(Object outline annotations)
○ ○ ○ ○ ○ ○ ○

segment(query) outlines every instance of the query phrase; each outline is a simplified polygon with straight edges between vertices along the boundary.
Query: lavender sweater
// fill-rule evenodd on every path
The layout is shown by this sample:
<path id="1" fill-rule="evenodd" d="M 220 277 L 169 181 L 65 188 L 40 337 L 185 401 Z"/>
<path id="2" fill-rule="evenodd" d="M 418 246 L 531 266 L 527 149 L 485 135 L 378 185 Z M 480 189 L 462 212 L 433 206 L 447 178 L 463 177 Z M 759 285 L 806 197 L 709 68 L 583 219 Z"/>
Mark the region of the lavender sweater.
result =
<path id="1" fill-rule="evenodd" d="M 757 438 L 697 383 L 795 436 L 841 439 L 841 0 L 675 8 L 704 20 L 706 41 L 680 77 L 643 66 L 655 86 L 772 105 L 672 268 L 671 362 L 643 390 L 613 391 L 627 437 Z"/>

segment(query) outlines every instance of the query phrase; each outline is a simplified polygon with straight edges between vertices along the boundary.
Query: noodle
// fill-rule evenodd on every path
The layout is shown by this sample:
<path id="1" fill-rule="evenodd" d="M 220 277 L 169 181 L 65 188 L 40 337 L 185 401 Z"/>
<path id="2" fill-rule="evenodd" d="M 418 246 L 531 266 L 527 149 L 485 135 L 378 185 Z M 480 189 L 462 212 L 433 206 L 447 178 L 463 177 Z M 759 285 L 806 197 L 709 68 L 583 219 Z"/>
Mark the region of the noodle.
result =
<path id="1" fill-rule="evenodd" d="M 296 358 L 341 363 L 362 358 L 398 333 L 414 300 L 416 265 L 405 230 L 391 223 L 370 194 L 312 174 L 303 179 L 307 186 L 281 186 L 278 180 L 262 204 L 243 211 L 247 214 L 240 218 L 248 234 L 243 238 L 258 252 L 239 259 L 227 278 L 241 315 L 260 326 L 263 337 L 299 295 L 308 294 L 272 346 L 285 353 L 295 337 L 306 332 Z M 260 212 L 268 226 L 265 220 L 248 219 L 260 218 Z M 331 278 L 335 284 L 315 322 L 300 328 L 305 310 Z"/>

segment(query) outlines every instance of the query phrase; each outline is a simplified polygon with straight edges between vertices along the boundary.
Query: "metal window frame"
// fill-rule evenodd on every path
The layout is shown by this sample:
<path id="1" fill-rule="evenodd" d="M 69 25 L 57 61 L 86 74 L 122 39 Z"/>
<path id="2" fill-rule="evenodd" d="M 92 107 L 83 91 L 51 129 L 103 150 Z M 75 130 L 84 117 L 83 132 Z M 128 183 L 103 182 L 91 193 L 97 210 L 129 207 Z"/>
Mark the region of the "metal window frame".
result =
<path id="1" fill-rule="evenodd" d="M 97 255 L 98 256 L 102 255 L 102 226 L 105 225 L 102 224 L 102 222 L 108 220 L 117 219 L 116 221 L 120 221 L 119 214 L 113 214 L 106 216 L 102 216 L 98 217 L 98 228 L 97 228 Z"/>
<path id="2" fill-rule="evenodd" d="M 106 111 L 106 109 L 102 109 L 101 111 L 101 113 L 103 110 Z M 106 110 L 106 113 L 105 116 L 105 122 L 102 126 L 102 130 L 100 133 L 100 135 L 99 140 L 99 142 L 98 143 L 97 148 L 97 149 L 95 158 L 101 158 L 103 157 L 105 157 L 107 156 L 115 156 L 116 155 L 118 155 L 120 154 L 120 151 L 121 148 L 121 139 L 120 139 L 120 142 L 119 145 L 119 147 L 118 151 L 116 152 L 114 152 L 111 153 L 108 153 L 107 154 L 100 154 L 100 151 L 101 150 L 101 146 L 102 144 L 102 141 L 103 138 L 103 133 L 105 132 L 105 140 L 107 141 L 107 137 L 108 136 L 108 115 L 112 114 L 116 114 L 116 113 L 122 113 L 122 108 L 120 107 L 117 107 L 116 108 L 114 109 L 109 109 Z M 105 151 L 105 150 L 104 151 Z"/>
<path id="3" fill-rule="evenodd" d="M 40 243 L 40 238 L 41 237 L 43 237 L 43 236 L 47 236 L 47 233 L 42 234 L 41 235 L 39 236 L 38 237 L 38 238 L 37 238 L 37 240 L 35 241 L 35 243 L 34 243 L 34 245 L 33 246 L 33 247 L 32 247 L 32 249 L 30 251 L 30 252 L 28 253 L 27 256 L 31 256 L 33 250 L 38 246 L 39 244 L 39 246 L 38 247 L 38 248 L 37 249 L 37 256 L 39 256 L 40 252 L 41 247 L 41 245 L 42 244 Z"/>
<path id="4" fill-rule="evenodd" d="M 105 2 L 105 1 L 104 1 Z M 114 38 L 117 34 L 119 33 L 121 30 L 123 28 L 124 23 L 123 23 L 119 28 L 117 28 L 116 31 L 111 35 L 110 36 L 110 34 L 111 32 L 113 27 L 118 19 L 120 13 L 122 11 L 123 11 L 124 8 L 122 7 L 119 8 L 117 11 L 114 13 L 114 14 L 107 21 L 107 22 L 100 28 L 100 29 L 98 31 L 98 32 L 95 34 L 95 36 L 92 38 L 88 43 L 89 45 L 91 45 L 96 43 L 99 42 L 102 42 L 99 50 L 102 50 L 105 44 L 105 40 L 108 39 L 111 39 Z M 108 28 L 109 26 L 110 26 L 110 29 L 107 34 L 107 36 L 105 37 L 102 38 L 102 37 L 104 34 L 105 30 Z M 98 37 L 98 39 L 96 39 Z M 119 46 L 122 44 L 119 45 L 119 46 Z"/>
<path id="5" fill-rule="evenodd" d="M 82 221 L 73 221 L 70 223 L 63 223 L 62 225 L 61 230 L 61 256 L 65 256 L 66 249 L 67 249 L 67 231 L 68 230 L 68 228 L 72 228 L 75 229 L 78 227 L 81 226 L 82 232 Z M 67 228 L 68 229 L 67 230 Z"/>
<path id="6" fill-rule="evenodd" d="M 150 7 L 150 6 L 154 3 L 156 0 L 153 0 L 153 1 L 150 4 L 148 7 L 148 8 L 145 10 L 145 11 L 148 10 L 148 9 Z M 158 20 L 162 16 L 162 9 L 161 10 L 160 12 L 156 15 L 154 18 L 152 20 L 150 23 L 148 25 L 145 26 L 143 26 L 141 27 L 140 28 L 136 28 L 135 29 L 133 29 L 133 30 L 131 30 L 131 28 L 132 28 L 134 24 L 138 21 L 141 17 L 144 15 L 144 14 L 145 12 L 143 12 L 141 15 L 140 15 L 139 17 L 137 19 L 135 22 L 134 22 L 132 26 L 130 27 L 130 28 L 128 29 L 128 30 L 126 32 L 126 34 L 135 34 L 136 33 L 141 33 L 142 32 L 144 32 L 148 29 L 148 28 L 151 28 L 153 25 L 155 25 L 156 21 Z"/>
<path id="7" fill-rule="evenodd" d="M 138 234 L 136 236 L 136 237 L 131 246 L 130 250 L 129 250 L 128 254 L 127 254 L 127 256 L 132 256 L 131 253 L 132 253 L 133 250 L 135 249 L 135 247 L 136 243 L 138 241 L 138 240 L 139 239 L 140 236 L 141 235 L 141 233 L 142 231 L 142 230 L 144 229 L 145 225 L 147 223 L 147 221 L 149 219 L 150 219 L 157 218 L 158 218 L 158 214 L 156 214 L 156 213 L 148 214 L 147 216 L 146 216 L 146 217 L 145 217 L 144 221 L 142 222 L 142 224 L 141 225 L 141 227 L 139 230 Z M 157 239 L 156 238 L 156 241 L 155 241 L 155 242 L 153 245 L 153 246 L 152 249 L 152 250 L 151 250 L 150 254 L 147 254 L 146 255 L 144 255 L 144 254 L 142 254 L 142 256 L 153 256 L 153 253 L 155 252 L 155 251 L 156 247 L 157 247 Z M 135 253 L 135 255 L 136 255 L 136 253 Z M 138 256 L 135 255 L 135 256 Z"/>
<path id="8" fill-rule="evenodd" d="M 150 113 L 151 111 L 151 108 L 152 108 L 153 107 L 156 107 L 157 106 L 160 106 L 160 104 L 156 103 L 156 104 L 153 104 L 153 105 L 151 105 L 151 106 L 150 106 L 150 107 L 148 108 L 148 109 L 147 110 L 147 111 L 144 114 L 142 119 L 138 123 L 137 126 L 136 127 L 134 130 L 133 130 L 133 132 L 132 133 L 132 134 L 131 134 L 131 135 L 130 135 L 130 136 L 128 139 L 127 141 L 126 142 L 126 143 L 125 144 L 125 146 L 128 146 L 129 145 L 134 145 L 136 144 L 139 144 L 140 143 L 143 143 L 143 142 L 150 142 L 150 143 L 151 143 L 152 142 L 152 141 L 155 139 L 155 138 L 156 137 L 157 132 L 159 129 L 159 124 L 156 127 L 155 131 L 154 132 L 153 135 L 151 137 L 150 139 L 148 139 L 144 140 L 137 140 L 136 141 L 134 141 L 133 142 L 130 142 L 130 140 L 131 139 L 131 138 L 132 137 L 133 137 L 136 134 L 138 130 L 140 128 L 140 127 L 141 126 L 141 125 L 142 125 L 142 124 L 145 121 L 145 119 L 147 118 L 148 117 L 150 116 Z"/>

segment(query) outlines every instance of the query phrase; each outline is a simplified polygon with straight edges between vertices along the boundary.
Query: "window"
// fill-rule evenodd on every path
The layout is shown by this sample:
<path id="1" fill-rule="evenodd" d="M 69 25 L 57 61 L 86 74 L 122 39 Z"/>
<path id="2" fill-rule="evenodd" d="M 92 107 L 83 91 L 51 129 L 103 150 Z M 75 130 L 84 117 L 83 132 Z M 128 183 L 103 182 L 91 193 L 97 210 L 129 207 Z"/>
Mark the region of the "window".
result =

○ ○ ○ ○ ○ ○ ○

• [SET EXERCISE]: Can you recast the rows, from the very first line through the line containing "757 438 L 697" (both ends included), as a JSON list of strings with one string per line and blank lines omitted?

• [RESPONSE]:
[
  "segment(query) outlines every instance of the query phrase; each outline is a simplified polygon with straight edges between vertices along the boundary.",
  "Query: lavender sweater",
  "// fill-rule evenodd on every path",
  "The layout is shown by this sample:",
  "<path id=\"1\" fill-rule=\"evenodd\" d=\"M 220 277 L 169 181 L 65 188 L 40 337 L 185 401 Z\"/>",
  "<path id=\"2\" fill-rule=\"evenodd\" d=\"M 418 246 L 531 266 L 527 149 L 485 135 L 378 185 Z M 480 189 L 462 212 L 433 206 L 447 178 L 463 177 Z M 759 285 L 806 197 L 709 68 L 583 219 Z\"/>",
  "Mark the region of the lavender sweater.",
  "result =",
  "<path id=\"1\" fill-rule=\"evenodd\" d=\"M 757 438 L 697 383 L 795 436 L 841 439 L 841 0 L 675 8 L 704 20 L 706 41 L 680 77 L 643 66 L 655 86 L 772 105 L 672 268 L 671 362 L 643 390 L 613 391 L 627 437 Z\"/>"
]